(TEXTO):
###
ACTA
NOTURNA – BARRETA: A PRAIA DE “ZÉ DE TATÁ” – 21.8.2019
Distante 55 km de Natal, acessível pela RN 063, via Rota
do Sol, descortina-se a bela praia de Barreta. Um muro de dunas altas, areias
finas e alvas jaz imponente, servindo de morada para pescadores antigos que
dividem espaço com veranistas. Nos seus detrás um tapete vivo de
verdejantes arbustos esconde rios, olhos d’água e uma fauna e flora riquíssima:
tijuaçu, camaleão, preás, raposas, cobras, infinidade de pássaros e outros
animais. Sem contar as espécies quase invisíveis, moradoras submergidas em folhas
e troncos secos.
No passado ninguém dava valor à praia. Era diversão de
poucos. Não é à toa que nos primórdios da “civilidade brasileira”, os escravos
buscavam as praias para despejar tinas carregadas de dejetos humanos, levados dos
casarões dos seus ricos senhores. Os penicos eram despejados logo de manhã. Tudo ia para o mar. Praia era local de jogar lixo, restos, coisas
imprestáveis. Por muitos anos as praias nisiaflorestenses, e de toda a região,
eram inabitáveis.
O nome Barreta é oriundo de uma minúscula barra formada pelas
águas de rios e lagoas integrantes de um grande complexo de águas que se
avizinha acima e abaixo de todo o município de Nísia Floresta. A expressão
‘Barreta’ significa ‘barra pequena’. ‘Barra’ é a foz de um rio ou riacho. Já expliquei
com riquezas de detalhes o assunto numa Acta Noturna, neste mesmo blog: http://nisiaflorestaporluiscarlosfreire.blogspot.com/2019/07/actanoturna-4.html
Barreta é uma praia linear, cujas ondas
são quebradas nos arrecifes que formam amuradas em toda a sua extensão. Uma
característica interessante são as piscinas naturais formadas durante a
maré-baixa. Em outros pontos formam-se deliciosas cachoeiras quando a maré está enchendo. Muitos preferem o banho nesse local que, coincidentemente, fica
defronte ao restaurante do primeiro morador da Barreta, o respeitável e querido
senhor “Zé de Tatá”. Isso será explicado abaixo.
O fluxo de gente nessas piscinas vai de janeiro a
janeiro, mas durante os períodos de veraneio há uma explosão demográfica.
Turistas do mundo inteiro se misturam aos quase-turistas que vêm de todas as
cidades vizinhas. Só se vê crianças e adolescentes dando piruetas e se jogando
nas águas como a disputar o melhor pulo. Talvez esse tenha sido o som mais
ouvido na vida pelo velho pioneiro. Som de criança. Som de meninos zombeteiros.
###
(SUAS TAREFAS):
**1.** Quais animais o texto sobre Barreta nomeia ao descrever a fauna que vive atrás das dunas? Liste todos.
**2.** Reproduza do texto sobre Barreta tudo desde "O fluxo de gente" até "de meninos zombeteiros.".

(LISTAGEM FORNECIDA):
###
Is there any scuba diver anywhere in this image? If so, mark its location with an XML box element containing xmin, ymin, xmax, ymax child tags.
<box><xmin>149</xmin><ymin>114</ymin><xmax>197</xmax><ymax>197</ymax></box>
###
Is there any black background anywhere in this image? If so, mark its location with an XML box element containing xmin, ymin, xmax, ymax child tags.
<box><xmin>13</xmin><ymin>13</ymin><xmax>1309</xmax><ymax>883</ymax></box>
###
(RESPOSTAS RESOLVIDAS):
**1.**
- tijuaçu
- camaleão
- preás
- raposas
- cobras
- pássaros

**2.**
O fluxo de gente nessas piscinas vai de janeiro a
janeiro, mas durante os períodos de veraneio há uma explosão demográfica.
Turistas do mundo inteiro se misturam aos quase-turistas que vêm de todas as
cidades vizinhas. Só se vê crianças e adolescentes dando piruetas e se jogando
nas águas como a disputar o melhor pulo. Talvez esse tenha sido o som mais
ouvido na vida pelo velho pioneiro. Som de criança. Som de meninos zombeteiros.